WHAT YOU NEED TO DO ▸ The required output is every record, written out exactly.

THE DATA ▸
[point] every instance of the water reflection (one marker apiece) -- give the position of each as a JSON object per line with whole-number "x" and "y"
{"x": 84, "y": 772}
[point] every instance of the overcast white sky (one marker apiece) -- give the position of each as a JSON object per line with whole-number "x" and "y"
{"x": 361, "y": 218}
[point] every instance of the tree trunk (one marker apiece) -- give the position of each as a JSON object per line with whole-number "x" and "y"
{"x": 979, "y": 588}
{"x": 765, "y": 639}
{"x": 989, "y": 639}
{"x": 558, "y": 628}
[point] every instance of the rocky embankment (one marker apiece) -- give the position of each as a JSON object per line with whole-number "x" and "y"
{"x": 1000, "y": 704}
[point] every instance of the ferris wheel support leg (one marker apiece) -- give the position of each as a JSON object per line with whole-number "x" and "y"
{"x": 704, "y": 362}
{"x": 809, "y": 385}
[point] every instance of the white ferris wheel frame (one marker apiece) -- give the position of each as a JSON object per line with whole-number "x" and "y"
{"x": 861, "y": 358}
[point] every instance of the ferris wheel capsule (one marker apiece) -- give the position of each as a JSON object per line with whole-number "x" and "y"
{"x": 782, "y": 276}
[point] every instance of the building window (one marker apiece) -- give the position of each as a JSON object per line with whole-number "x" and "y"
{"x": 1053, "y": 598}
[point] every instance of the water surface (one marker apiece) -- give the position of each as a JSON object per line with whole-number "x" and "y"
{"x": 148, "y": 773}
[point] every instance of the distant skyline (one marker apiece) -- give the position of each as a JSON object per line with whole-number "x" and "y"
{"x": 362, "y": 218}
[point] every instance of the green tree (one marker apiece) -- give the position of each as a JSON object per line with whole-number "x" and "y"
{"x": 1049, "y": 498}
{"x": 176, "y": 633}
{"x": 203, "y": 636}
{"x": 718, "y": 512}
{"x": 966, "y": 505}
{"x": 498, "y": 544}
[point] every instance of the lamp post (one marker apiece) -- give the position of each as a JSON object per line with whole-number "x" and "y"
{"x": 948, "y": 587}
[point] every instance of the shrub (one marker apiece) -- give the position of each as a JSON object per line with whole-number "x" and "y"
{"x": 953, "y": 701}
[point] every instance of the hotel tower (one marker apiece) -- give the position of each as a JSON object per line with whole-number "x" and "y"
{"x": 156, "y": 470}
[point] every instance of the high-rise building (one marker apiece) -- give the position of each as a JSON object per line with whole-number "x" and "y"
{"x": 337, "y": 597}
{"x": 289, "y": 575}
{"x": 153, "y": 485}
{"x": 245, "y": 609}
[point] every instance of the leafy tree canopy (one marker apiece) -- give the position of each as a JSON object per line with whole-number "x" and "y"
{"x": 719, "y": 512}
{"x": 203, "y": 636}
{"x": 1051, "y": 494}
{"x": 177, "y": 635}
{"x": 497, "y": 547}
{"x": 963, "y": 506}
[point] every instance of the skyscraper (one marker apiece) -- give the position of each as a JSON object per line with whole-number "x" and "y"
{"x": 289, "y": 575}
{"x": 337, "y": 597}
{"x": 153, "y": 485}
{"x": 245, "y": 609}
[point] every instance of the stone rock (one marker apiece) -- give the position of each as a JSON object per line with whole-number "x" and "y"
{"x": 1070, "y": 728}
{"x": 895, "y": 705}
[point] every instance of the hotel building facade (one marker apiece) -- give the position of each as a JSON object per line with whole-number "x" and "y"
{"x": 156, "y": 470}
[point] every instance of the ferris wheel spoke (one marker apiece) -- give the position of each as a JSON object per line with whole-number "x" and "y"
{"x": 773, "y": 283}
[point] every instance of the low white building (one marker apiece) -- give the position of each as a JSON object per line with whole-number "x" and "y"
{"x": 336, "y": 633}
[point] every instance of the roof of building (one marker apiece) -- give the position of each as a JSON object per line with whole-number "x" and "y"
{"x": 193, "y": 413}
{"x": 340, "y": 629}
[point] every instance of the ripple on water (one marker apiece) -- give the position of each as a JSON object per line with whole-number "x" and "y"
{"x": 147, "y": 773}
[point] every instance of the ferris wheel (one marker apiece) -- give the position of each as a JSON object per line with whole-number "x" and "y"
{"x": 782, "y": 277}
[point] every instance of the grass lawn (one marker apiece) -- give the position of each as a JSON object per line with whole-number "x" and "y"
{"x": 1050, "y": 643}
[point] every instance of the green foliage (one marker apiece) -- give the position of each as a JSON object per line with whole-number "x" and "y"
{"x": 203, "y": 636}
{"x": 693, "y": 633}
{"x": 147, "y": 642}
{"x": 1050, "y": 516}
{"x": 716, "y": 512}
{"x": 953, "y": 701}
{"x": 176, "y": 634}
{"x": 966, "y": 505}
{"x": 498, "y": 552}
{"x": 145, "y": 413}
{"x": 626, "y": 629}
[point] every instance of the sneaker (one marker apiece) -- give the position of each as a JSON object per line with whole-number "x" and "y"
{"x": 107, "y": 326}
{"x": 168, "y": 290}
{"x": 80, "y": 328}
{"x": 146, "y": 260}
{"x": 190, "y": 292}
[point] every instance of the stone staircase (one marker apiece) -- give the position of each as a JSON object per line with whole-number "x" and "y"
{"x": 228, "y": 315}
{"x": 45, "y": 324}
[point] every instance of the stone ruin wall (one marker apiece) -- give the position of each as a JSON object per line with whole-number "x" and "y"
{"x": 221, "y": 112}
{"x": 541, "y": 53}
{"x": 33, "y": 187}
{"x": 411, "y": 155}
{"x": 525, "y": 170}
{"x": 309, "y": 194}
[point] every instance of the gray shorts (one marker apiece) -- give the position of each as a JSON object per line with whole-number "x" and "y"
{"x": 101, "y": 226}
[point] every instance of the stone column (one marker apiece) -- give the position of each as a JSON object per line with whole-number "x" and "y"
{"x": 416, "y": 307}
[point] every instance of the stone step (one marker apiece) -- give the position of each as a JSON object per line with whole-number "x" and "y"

YOUR RESPONSE ▸
[point] every instance of the water reflection (one marker apiece) -- give the position of each as a JSON object per line with whole-number "x" and "y"
{"x": 84, "y": 772}
[point] every instance of the overcast white sky (one marker apiece) -- give the position of each as a JSON object per line with whole-number "x" and "y"
{"x": 361, "y": 218}
[point] every instance of the tree trunk (one marker apiece) -- give the position of each as a JSON object per line with whole-number "x" and "y"
{"x": 979, "y": 588}
{"x": 765, "y": 639}
{"x": 989, "y": 639}
{"x": 558, "y": 628}
[point] every instance of the rocky embankment (one marker apiece) -- give the position of each as a JSON object per line with whole-number "x" and "y"
{"x": 1000, "y": 704}
[point] every instance of the ferris wheel support leg (one marker apiece) -- give the position of each as a JSON object per line with whole-number "x" and "y"
{"x": 704, "y": 362}
{"x": 809, "y": 385}
[point] every instance of the white ferris wheel frame (one marker apiece) -- give the position of each as a JSON object per line with whole-number "x" and "y"
{"x": 861, "y": 358}
[point] every instance of the ferris wheel capsule (one marker apiece) -- give the position of each as a JSON object per line with whole-number "x" and "y"
{"x": 782, "y": 276}
[point] every instance of the building window (one marker apiece) -- give the position of each as a JSON object per line with whole-number "x" and "y"
{"x": 1053, "y": 598}
[point] every instance of the water surface (one marker apiece) -- give the position of each as a JSON object per line with whole-number "x" and "y"
{"x": 148, "y": 773}
[point] every instance of the distant skyline (one marker apiece) -- give the position of each as a JSON object per line with whole-number "x" and "y"
{"x": 362, "y": 218}
[point] every instance of the green tree (one marker apiece) -- give the position of each as a JSON object per line with whole-number "x" and "y"
{"x": 1049, "y": 498}
{"x": 176, "y": 633}
{"x": 203, "y": 636}
{"x": 718, "y": 512}
{"x": 966, "y": 505}
{"x": 498, "y": 544}
[point] every instance of the lamp post (one marker apiece) -- give the position of each as a JSON object per line with whole-number "x" and "y"
{"x": 948, "y": 587}
[point] every instance of the shrub (one marker apiece) -- give the position of each as a JSON object per line with whole-number "x" and "y"
{"x": 953, "y": 701}
[point] every instance of the hotel tower (one marker apiece) -- give the position of each as a JSON object per line with whole-number "x" and "y"
{"x": 156, "y": 470}
[point] every instance of the high-rise building (one marker apiece) -- give the position of each as a JSON object per line with whole-number "x" and "y"
{"x": 337, "y": 597}
{"x": 289, "y": 575}
{"x": 153, "y": 485}
{"x": 245, "y": 609}
[point] every instance of the leafy tree canopy (one marker apiece) -- give the position of each as a JSON object per line with whole-number "x" and "y"
{"x": 719, "y": 512}
{"x": 203, "y": 636}
{"x": 1051, "y": 494}
{"x": 177, "y": 635}
{"x": 497, "y": 547}
{"x": 963, "y": 506}
[point] every instance of the skyscraper (one marker apiece) -- give the position of each as a JSON object per line with whole-number "x" and "y"
{"x": 289, "y": 575}
{"x": 337, "y": 597}
{"x": 153, "y": 485}
{"x": 245, "y": 609}
[point] every instance of the stone rock (one marker apiece) -- give the position of each as a JSON object per line with whole-number "x" and "y"
{"x": 1070, "y": 728}
{"x": 895, "y": 705}
[point] every instance of the hotel building facade (one marker apiece) -- give the position of each as a JSON object per line with whole-number "x" and "y"
{"x": 156, "y": 470}
[point] every instance of the ferris wheel spoke (one marker apiece) -- give the position of each as a JSON object per line with whole-number "x" and "y"
{"x": 773, "y": 283}
[point] every instance of the low white building (one marker apiece) -- give the position of each as a JSON object per line with whole-number "x" and "y"
{"x": 336, "y": 633}
[point] every instance of the roof of building (one marker apiece) -- give the position of each as a JSON object per line with whole-number "x" and "y"
{"x": 193, "y": 413}
{"x": 340, "y": 629}
[point] every instance of the ripple on water (one marker apiece) -- give the position of each as a JSON object per line with whole-number "x" and "y"
{"x": 147, "y": 773}
[point] every instance of the ferris wheel (one marker apiece) -- give the position of each as a JSON object per line with whole-number "x" and "y"
{"x": 782, "y": 277}
[point] every instance of the grass lawn (one marker apiece) -- give the position of each as a JSON object per line with whole-number "x" and "y"
{"x": 1050, "y": 643}
[point] every instance of the green foliage (one marker apiece) -- give the position of each as a JSON object per line with whole-number "x" and "y"
{"x": 203, "y": 636}
{"x": 693, "y": 633}
{"x": 147, "y": 642}
{"x": 1050, "y": 516}
{"x": 716, "y": 512}
{"x": 953, "y": 701}
{"x": 176, "y": 634}
{"x": 966, "y": 505}
{"x": 498, "y": 552}
{"x": 145, "y": 413}
{"x": 626, "y": 629}
[point] every instance of the sneaker (one marker apiece) -- give the position of each as a JSON object per line with whole-number "x" and "y"
{"x": 107, "y": 326}
{"x": 168, "y": 290}
{"x": 80, "y": 328}
{"x": 146, "y": 260}
{"x": 190, "y": 292}
[point] every instance of the stone staircase (one marker apiece) -- give the position of each as a JSON object per line with whole-number "x" and "y"
{"x": 228, "y": 315}
{"x": 45, "y": 324}
[point] every instance of the stone ruin wall (one marker apiece) -- give the position of each as a JSON object per line with whole-number "x" and "y"
{"x": 221, "y": 112}
{"x": 541, "y": 53}
{"x": 33, "y": 187}
{"x": 411, "y": 155}
{"x": 525, "y": 170}
{"x": 309, "y": 194}
[point] every instance of the gray shorts (one marker apiece) -- give the position of each as a JSON object per line with whole-number "x" and "y"
{"x": 101, "y": 226}
[point] every instance of the stone column (one marker apiece) -- give the position of each as a JSON object per line with whole-number "x" and "y"
{"x": 416, "y": 307}
[point] every instance of the stone step (one marker apiece) -- give the position of each as a JSON object per line with whole-number "x" and "y"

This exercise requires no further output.